── Data in this exercise ──

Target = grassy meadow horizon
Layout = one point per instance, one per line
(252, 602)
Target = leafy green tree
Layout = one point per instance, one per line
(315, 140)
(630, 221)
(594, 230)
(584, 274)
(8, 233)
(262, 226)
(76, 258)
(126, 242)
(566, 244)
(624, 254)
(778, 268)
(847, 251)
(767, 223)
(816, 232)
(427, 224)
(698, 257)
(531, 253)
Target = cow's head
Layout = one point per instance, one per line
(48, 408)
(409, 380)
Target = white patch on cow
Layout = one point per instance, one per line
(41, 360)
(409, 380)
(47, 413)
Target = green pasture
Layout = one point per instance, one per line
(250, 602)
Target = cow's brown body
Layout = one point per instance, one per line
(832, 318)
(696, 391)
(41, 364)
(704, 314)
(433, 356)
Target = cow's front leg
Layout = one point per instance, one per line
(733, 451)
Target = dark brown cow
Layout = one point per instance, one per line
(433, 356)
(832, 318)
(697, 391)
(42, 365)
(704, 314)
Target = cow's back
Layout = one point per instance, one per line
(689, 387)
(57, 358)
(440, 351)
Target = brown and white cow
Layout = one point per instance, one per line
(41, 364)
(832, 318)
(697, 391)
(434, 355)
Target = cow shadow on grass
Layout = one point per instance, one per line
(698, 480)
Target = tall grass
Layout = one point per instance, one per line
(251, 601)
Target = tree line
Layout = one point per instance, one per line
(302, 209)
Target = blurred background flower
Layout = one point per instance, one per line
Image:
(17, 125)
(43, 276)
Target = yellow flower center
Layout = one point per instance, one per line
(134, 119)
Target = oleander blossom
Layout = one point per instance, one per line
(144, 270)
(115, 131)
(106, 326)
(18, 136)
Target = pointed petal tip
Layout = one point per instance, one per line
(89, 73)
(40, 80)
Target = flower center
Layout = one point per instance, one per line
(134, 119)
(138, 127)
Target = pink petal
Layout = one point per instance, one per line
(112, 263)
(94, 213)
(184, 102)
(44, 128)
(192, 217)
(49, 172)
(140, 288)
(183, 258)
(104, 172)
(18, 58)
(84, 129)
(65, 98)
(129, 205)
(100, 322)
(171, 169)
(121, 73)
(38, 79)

───

> [Challenge]:
Lay out the rows, from the line with "Target = dark brown cow" through the last line of the rows, as a JSON list of strings with one string per line, and leave out any blank lines.

> [Result]:
[
  "Target = dark brown cow",
  "Layout = one point per instance, one per line",
  "(433, 356)",
  "(832, 318)",
  "(697, 391)",
  "(42, 365)",
  "(704, 314)",
  "Target = cow's back",
  "Layout = one point per instance, one per line",
  "(689, 387)",
  "(57, 358)",
  "(440, 351)",
  "Target = brown and white cow",
  "Layout = one point per instance, one per line",
  "(41, 364)",
  "(832, 318)",
  "(697, 391)",
  "(434, 355)",
  "Target = cow shadow on grass",
  "Layout = one point per instance, one per line",
  "(698, 480)",
  "Target = tall grass",
  "Layout = one point per instance, one per line",
  "(251, 601)",
  "Target = tree line",
  "Layout = one point per instance, one per line",
  "(302, 209)",
  "Target = blurred background flower",
  "Layout = one point per instance, one per line",
  "Image:",
  "(17, 125)",
  "(43, 276)",
  "Target = yellow flower center",
  "Layout = one point per instance, one per line",
  "(134, 119)",
  "Target = oleander blossom",
  "Layout = one point per instance, one per line",
  "(144, 270)",
  "(115, 131)",
  "(106, 326)",
  "(18, 136)",
  "Target = pointed petal tip",
  "Layout = one point per instance, one per line",
  "(89, 73)",
  "(40, 80)",
  "Target = flower center",
  "Layout = one point per instance, one per line",
  "(134, 119)",
  "(138, 127)",
  "Target = pink petal",
  "Layout = one point per instance, one per line",
  "(112, 263)",
  "(94, 213)",
  "(184, 102)",
  "(44, 128)",
  "(192, 217)",
  "(49, 172)",
  "(140, 288)",
  "(183, 258)",
  "(104, 172)",
  "(18, 58)",
  "(84, 129)",
  "(65, 98)",
  "(129, 205)",
  "(100, 322)",
  "(171, 169)",
  "(121, 73)",
  "(38, 79)"
]